--- start of DATA PROVIDED ---

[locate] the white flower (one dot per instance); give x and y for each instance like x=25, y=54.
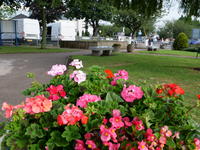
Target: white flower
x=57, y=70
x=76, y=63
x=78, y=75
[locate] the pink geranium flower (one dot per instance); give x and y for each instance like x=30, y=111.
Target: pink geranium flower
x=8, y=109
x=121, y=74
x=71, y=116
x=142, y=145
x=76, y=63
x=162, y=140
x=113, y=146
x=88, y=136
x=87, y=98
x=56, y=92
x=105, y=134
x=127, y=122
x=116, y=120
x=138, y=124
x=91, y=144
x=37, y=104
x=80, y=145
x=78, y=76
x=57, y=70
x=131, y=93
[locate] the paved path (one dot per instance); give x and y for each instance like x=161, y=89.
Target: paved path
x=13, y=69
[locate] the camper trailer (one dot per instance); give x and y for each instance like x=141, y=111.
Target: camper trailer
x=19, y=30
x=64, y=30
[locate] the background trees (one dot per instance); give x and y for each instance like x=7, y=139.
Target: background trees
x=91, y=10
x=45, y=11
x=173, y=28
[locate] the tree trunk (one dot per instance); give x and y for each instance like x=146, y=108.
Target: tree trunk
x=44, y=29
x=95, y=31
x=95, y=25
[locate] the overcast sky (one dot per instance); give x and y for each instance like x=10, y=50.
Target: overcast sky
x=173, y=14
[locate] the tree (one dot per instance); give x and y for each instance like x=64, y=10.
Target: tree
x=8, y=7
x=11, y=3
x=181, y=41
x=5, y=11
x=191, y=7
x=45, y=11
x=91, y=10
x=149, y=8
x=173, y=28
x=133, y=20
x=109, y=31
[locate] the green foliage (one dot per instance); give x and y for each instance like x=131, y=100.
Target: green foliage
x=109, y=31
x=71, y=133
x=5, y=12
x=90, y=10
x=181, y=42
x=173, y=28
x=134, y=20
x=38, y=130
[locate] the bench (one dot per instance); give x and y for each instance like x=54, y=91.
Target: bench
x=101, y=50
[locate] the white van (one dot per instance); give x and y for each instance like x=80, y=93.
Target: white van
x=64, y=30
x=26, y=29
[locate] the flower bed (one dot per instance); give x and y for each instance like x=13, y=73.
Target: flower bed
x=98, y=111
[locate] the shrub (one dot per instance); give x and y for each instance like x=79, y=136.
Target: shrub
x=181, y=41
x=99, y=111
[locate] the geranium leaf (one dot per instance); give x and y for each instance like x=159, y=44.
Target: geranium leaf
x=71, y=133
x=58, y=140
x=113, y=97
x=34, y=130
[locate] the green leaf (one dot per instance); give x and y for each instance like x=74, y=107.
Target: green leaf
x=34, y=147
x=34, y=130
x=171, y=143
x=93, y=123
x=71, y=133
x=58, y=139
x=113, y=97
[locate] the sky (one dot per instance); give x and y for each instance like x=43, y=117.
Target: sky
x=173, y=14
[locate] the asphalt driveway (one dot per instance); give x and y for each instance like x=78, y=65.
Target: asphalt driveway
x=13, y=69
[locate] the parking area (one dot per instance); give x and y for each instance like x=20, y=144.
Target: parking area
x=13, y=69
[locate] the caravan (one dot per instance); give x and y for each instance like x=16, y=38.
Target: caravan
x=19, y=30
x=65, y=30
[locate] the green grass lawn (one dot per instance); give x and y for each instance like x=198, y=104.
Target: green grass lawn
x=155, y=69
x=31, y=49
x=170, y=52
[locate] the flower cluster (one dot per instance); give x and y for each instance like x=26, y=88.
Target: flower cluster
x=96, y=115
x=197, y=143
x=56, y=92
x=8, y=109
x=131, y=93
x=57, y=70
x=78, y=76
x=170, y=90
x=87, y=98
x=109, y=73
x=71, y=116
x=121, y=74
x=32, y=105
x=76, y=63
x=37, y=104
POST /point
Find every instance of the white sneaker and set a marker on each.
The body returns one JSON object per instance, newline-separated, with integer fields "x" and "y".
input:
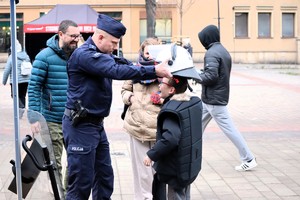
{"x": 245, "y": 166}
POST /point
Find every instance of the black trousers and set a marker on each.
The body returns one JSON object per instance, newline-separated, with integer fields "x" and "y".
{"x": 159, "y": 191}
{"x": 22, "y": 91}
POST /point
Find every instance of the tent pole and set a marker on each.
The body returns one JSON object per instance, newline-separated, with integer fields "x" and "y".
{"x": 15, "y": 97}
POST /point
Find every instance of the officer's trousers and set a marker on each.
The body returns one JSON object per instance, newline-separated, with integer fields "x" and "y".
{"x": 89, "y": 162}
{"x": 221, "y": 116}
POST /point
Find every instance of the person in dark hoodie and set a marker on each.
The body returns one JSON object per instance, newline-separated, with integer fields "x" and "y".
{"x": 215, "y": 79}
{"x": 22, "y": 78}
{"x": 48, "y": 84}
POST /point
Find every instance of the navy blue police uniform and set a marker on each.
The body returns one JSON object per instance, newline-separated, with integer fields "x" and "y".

--- end of DATA PROVIDED ---

GIVEN INSTRUCTION:
Nothing in the entries above should change when they are printed again, except that the pictures are dropped.

THE SOLUTION:
[locate] the white flower (one dot per instance); give x and y for each instance like x=25, y=54.
Target: white flower
x=57, y=70
x=76, y=63
x=78, y=75
[locate] the pink geranium flower (one dot per instance); give x and y for each instance like x=30, y=111.
Target: pink geranium flower
x=8, y=109
x=121, y=74
x=71, y=116
x=142, y=145
x=76, y=63
x=162, y=140
x=113, y=146
x=88, y=136
x=87, y=98
x=56, y=92
x=105, y=134
x=127, y=122
x=116, y=120
x=138, y=124
x=91, y=144
x=37, y=104
x=80, y=145
x=78, y=76
x=57, y=70
x=131, y=93
[locate] the paved path (one dot per instance); give x and y for each instance like x=161, y=89.
Target: paved path
x=13, y=69
[locate] the camper trailer (one dot per instance); give x and y for each instance like x=141, y=111.
Target: camper trailer
x=19, y=30
x=64, y=30
[locate] the background trees (one dot per instance); give x and y for each instance like x=7, y=139.
Target: background trees
x=91, y=10
x=45, y=11
x=173, y=28
[locate] the tree trunk (one dot per instance); give x and y for each instance like x=146, y=108.
Target: tree trunk
x=44, y=29
x=95, y=31
x=95, y=25
[locate] the overcast sky (one dot per instance); give x and y for each instance like x=10, y=50.
Target: overcast sky
x=173, y=14
[locate] the tree (one dot per instance); give x and y for each instance like x=64, y=10.
Target: tree
x=8, y=7
x=11, y=3
x=181, y=41
x=5, y=11
x=191, y=7
x=45, y=11
x=91, y=10
x=149, y=8
x=173, y=28
x=133, y=20
x=109, y=31
[locate] the green foliage (one dot per instance); give x and y for each instance like x=131, y=100.
Target: green foliage
x=109, y=31
x=71, y=133
x=5, y=12
x=90, y=10
x=181, y=42
x=173, y=28
x=134, y=20
x=38, y=130
[locate] the bench (one dot per instance); give x and y for each instance like x=54, y=91.
Target: bench
x=101, y=50
[locate] the white van (one dot per instance); give x and y for each instance like x=80, y=93.
Target: white van
x=64, y=30
x=26, y=29
[locate] the flower bed (one dot per instance); give x and y for each instance like x=13, y=73.
Target: flower bed
x=98, y=111
[locate] the shrub (one dot per instance); give x and y for each instance like x=79, y=136.
Target: shrub
x=181, y=41
x=99, y=111
[locate] the geranium leaf (one dot per instance); give x and y for each instance like x=159, y=44.
Target: geranium leaf
x=71, y=133
x=58, y=140
x=113, y=97
x=34, y=130
[locate] the green leaf (one dot per instance); give x and y for each instance like x=74, y=107.
Target: green leaf
x=34, y=147
x=34, y=130
x=171, y=143
x=93, y=123
x=71, y=133
x=58, y=139
x=113, y=97
[locate] the sky (one dot per instance); give x and y for each instance like x=43, y=117.
Target: sky
x=173, y=14
[locate] the asphalt driveway (one dot per instance); give x and y for each instance like x=78, y=65.
Target: asphalt driveway
x=13, y=69
[locate] the parking area (one dot per instance); give x and y for each instance like x=20, y=144.
Target: parking area
x=13, y=69
[locate] the caravan (one dot per instance); give x and y for each instance like x=16, y=38.
Target: caravan
x=19, y=30
x=65, y=30
[locate] the green grass lawn (one dot per instance); give x and y for each instance like x=198, y=104.
Target: green grass lawn
x=155, y=69
x=31, y=49
x=170, y=52
[locate] the flower cluster (one dot per instance); give x and y for each instance like x=26, y=88.
Target: flower cluster
x=96, y=115
x=197, y=143
x=56, y=92
x=8, y=109
x=131, y=93
x=57, y=70
x=78, y=76
x=170, y=90
x=87, y=98
x=109, y=73
x=71, y=116
x=121, y=74
x=32, y=105
x=76, y=63
x=37, y=104
POST /point
Find every instance of the white sneaker and set a marker on each.
The body returns one JSON object per instance, newline-separated, with integer fields "x" and "y".
input:
{"x": 245, "y": 166}
POST /point
Find every instance of the black trousers and set a marker on each.
The body returns one JSON object per instance, newline-separated, with integer fields "x" and "y".
{"x": 159, "y": 191}
{"x": 22, "y": 91}
POST /point
Find every instance of the tent pole and set a marker on each.
The body returns one JSON object per instance, newline-separated, with integer fields "x" and "y".
{"x": 15, "y": 97}
POST /point
Find every instance of the officer's trousers and set a marker on each.
The body returns one JSON object per instance, newline-separated, with integer fields "x" and "y".
{"x": 89, "y": 162}
{"x": 221, "y": 116}
POST /point
Find every instance of the person in dark hoodie and set a marker on each.
The body returns one JSON object per instance, newline-separated, with integer fields "x" and "y".
{"x": 215, "y": 79}
{"x": 22, "y": 78}
{"x": 48, "y": 84}
POST /point
Find every instance of the navy blue police uniform and set a marker on each.
The body returns one JSON object per instance, newline-separated, with integer fields "x" and "y".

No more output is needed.